Start of DATA

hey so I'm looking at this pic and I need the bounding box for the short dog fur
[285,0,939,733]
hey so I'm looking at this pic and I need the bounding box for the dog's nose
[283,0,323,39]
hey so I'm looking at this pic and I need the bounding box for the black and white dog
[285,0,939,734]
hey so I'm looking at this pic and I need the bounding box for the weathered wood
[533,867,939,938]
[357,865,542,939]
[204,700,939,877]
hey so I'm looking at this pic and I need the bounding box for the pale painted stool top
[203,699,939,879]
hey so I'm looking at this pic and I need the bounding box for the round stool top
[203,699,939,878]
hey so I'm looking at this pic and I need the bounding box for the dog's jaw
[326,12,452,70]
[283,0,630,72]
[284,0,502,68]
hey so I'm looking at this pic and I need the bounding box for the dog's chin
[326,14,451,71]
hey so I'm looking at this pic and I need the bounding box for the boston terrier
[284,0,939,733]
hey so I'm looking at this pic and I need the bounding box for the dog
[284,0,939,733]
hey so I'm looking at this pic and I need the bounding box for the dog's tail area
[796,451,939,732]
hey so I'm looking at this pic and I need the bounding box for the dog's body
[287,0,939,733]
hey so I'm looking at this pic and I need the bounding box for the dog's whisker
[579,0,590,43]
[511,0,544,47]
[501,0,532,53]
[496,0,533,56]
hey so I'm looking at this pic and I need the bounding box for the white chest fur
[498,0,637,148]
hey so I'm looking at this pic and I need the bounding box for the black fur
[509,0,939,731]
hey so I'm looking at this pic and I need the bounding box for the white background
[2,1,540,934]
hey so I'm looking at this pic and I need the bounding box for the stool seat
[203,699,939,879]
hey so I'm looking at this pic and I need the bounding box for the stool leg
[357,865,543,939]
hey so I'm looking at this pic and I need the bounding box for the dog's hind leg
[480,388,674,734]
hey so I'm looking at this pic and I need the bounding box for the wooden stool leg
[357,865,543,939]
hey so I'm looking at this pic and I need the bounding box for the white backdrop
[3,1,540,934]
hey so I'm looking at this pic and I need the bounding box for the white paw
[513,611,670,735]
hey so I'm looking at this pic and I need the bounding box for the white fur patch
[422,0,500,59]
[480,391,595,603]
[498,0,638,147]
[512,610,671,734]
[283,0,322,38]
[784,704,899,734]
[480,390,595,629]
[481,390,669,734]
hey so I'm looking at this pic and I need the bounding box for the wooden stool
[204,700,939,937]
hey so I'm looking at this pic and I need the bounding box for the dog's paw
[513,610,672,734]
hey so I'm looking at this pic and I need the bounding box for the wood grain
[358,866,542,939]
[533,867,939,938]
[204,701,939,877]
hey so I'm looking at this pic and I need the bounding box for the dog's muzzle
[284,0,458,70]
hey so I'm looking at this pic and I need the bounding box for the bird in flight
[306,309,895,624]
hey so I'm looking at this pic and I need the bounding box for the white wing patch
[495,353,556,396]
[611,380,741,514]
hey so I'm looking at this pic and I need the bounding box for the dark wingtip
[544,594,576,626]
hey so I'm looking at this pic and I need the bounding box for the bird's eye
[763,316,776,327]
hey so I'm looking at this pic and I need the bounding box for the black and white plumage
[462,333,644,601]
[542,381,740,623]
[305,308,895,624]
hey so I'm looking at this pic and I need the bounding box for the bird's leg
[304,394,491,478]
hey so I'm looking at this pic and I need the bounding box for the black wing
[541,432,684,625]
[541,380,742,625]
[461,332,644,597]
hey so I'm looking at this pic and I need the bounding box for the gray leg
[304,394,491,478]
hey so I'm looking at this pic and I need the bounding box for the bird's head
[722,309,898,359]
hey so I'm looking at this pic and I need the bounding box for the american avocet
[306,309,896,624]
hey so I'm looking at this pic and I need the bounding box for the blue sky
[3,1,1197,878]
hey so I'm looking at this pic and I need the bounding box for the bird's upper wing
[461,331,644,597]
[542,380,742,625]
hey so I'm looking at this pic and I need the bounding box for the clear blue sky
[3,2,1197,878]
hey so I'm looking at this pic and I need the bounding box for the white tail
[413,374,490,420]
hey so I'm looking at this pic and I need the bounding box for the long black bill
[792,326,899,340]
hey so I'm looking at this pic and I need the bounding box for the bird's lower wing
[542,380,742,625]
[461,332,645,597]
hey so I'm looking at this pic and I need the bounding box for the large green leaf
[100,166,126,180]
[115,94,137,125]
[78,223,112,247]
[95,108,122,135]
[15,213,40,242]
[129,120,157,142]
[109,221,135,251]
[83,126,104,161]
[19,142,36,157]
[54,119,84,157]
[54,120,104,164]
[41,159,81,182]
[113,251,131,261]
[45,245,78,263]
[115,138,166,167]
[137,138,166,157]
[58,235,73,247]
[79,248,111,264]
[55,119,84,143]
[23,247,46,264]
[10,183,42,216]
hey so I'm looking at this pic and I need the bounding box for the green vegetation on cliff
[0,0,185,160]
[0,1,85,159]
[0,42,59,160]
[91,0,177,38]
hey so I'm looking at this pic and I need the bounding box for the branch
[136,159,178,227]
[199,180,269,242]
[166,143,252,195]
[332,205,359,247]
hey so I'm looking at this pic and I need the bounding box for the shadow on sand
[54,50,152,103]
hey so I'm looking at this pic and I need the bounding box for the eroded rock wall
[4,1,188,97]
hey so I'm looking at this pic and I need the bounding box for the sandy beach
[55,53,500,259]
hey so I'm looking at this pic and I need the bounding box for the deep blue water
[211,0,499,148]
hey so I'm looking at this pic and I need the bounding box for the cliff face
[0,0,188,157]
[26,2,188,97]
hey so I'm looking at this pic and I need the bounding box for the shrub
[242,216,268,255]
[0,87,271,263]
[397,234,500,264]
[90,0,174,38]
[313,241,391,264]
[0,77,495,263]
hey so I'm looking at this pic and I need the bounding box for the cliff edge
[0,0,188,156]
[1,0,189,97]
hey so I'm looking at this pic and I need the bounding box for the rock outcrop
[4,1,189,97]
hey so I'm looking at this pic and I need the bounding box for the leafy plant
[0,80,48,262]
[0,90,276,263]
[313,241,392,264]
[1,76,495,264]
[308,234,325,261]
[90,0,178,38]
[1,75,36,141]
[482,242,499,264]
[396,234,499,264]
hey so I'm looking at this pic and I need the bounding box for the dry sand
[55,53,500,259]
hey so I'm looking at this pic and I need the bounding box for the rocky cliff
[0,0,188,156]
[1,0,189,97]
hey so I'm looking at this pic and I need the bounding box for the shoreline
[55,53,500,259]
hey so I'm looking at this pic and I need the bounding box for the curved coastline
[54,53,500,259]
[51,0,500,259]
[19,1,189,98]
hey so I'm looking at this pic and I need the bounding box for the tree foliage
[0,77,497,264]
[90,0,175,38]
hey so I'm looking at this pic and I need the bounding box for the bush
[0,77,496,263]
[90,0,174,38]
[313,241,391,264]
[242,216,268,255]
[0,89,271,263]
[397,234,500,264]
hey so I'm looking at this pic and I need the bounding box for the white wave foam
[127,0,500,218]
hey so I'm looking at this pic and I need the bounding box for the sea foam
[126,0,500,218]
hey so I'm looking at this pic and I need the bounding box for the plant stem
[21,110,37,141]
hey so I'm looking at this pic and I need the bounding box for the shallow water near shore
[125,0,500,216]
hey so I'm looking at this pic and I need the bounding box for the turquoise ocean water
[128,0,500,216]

End of DATA

● YOUR GOAL
Write the records out again. Each one must match exactly.

● RESPONSE
hey so I'm looking at this pic and I need the bounding box for the short dog fur
[285,0,939,733]
hey so I'm looking at this pic and I need the bounding box for the dog's nose
[283,0,323,39]
hey so I'm looking at this pic and I need the bounding box for the black and white dog
[285,0,939,734]
hey so I'm looking at this pic and I need the bounding box for the weathered wood
[533,867,939,938]
[357,865,542,939]
[204,700,939,877]
hey so I'm looking at this pic and I need the bounding box for the pale painted stool top
[203,699,939,879]
hey so I'm looking at this pic and I need the bounding box for the round stool top
[203,699,939,878]
hey so I'm looking at this pic and I need the bounding box for the dog's jaw
[326,12,452,70]
[283,0,630,72]
[284,0,502,68]
hey so I'm looking at this pic and I need the bounding box for the dog's chin
[326,14,451,71]
hey so I'm looking at this pic and I need the bounding box for the boston terrier
[284,0,939,733]
hey so I'm looking at this pic and I need the bounding box for the dog
[284,0,939,733]
hey so I'm looking at this pic and I need the bounding box for the dog's tail area
[796,451,939,732]
hey so I'm looking at this pic and I need the bounding box for the dog's body
[287,0,939,733]
hey so I'm looking at this pic and I need the bounding box for the dog's whisker
[579,0,590,43]
[511,0,544,47]
[501,0,532,53]
[496,0,533,56]
hey so I'm looking at this pic and I need the bounding box for the white chest fur
[498,0,637,148]
hey so I'm looking at this pic and I need the bounding box for the black fur
[509,0,939,731]
hey so I'm looking at this pic and I need the bounding box for the white background
[2,1,540,934]
hey so I'm looking at this pic and I need the bounding box for the stool seat
[203,699,939,879]
hey so I'm looking at this pic and I need the bounding box for the stool leg
[357,865,543,939]
hey so I'm looking at this pic and I need the bounding box for the dog's hind leg
[480,388,674,734]
hey so I'm looking at this pic and I need the bounding box for the wooden stool leg
[357,865,543,939]
hey so I'm looking at this pic and I need the bounding box for the white backdrop
[3,1,540,934]
hey so I'm looking at this pic and I need the bounding box for the white paw
[513,611,670,735]
hey so I'm looking at this pic and I need the bounding box for the white fur patch
[422,0,500,59]
[480,391,595,603]
[498,0,638,147]
[512,610,671,734]
[283,0,322,38]
[784,704,899,734]
[480,390,595,629]
[481,390,669,734]
hey so I'm looking at this pic and I need the bounding box for the wooden stool
[204,700,939,937]
hey so I'm looking at this pic and I need the bounding box for the dog's paw
[513,610,672,734]
hey so I'm looking at this pic and I need the bounding box for the wood grain
[358,866,542,939]
[533,867,939,938]
[204,701,939,877]
hey so I'm looking at this pic and I need the bounding box for the dog's muzzle
[284,0,458,70]
hey so I'm looking at this pic and I need the bounding box for the bird in flight
[306,309,895,624]
hey so I'm looking at this pic and I need the bounding box for the white wing patch
[495,353,556,396]
[611,380,741,514]
hey so I'm looking at this pic and I need the bounding box for the dark wingtip
[544,594,576,626]
hey so I'm looking at this pic and I need the bounding box for the bird's eye
[763,316,776,327]
hey so I'm looking at this pic and I need the bounding box for the black and white plumage
[462,333,644,601]
[542,381,740,623]
[305,308,895,624]
hey so I'm looking at this pic and I need the bounding box for the bird's leg
[304,394,491,478]
hey so I'm looking at this pic and I need the bounding box for the black wing
[541,432,684,625]
[541,380,742,625]
[461,332,644,597]
hey so I'm looking at this pic and I need the bounding box for the gray leg
[304,394,491,478]
hey so I'm looking at this pic and I need the bounding box for the bird's head
[722,309,898,359]
hey so I'm looking at this pic and I need the bounding box for the american avocet
[306,309,896,624]
hey so I'm looking at this pic and I need the bounding box for the blue sky
[3,1,1197,878]
hey so I'm looking at this pic and I need the bounding box for the bird's upper wing
[461,331,644,597]
[542,380,742,625]
hey so I'm looking at this pic and I need the bounding box for the clear blue sky
[3,2,1197,878]
hey so I'm looking at this pic and I need the bounding box for the white tail
[413,374,490,420]
hey so I'm looking at this pic and I need the bounding box for the long black bill
[792,326,899,340]
hey so I'm looking at this pic and I need the bounding box for the bird's lower wing
[542,380,742,625]
[461,332,645,597]
hey so I'm looking at this pic and I need the bounding box for the large green leaf
[100,166,126,180]
[115,94,137,125]
[78,223,112,247]
[95,108,122,135]
[15,213,40,242]
[129,120,157,142]
[109,221,135,251]
[83,126,104,161]
[19,142,36,157]
[54,119,84,157]
[54,120,104,164]
[41,159,81,182]
[113,251,131,261]
[45,245,78,263]
[115,138,166,167]
[137,138,166,157]
[58,235,73,247]
[79,248,111,264]
[55,119,84,143]
[23,247,46,264]
[10,183,42,216]
hey so I'm looking at this pic and I need the bounding box for the green vegetation on cliff
[0,0,185,160]
[0,1,85,159]
[0,42,59,160]
[91,0,177,38]
hey so I'm looking at this pic and I need the bounding box for the branch
[136,159,178,227]
[199,180,269,242]
[166,143,252,195]
[332,205,359,247]
hey so I'm looking at this pic and I need the bounding box for the shadow on sand
[54,50,152,103]
hey so I'm looking at this pic and I need the bounding box for the eroded rock wall
[4,1,188,97]
hey so I'm looking at this pic and I need the bounding box for the sandy beach
[55,53,500,259]
hey so I'm looking at this pic and I need the bounding box for the deep blue water
[211,0,499,148]
hey so I'm looking at this pic and I need the bounding box for the cliff face
[0,0,188,157]
[26,2,188,97]
hey so I'm looking at this pic and I need the bounding box for the shrub
[242,216,268,255]
[0,87,271,263]
[397,234,500,264]
[90,0,174,38]
[313,241,391,264]
[0,77,495,263]
hey so I'm looking at this pic and I need the bounding box for the cliff edge
[0,0,188,156]
[1,0,189,97]
hey so I'm looking at this pic and I need the bounding box for the rock outcrop
[4,1,189,97]
hey so I'm looking at this pic and I need the bounding box for the leafy plant
[0,80,48,262]
[0,90,276,263]
[313,241,392,264]
[1,76,495,264]
[308,234,325,261]
[90,0,178,38]
[1,75,36,141]
[482,242,499,264]
[396,234,499,264]
hey so I'm looking at this pic and I need the bounding box for the dry sand
[55,53,500,259]
hey so I'm looking at this pic and I need the bounding box for the rocky cliff
[0,0,188,156]
[1,0,189,97]
hey so I'm looking at this pic and I need the bounding box for the shoreline
[55,53,500,259]
hey so I'm looking at this pic and I need the bounding box for the curved coastline
[54,53,500,259]
[51,0,500,259]
[19,1,189,98]
hey so I'm looking at this pic and I need the bounding box for the tree foliage
[0,77,497,264]
[90,0,175,38]
hey so I'm looking at this pic and I need the bounding box for the bush
[0,77,496,263]
[90,0,174,38]
[313,241,391,264]
[242,216,268,255]
[0,89,271,263]
[397,234,500,264]
hey so I'm looking at this pic and I need the bounding box for the white wave foam
[127,0,500,218]
hey so I'm looking at this pic and I need the bounding box for the sea foam
[126,0,500,218]
hey so I'm looking at this pic and I need the bounding box for the plant stem
[21,110,37,141]
hey so I'm looking at this pic and I need the bounding box for the shallow water near shore
[125,0,500,216]
hey so I'm looking at this pic and I need the bounding box for the turquoise ocean water
[128,0,500,216]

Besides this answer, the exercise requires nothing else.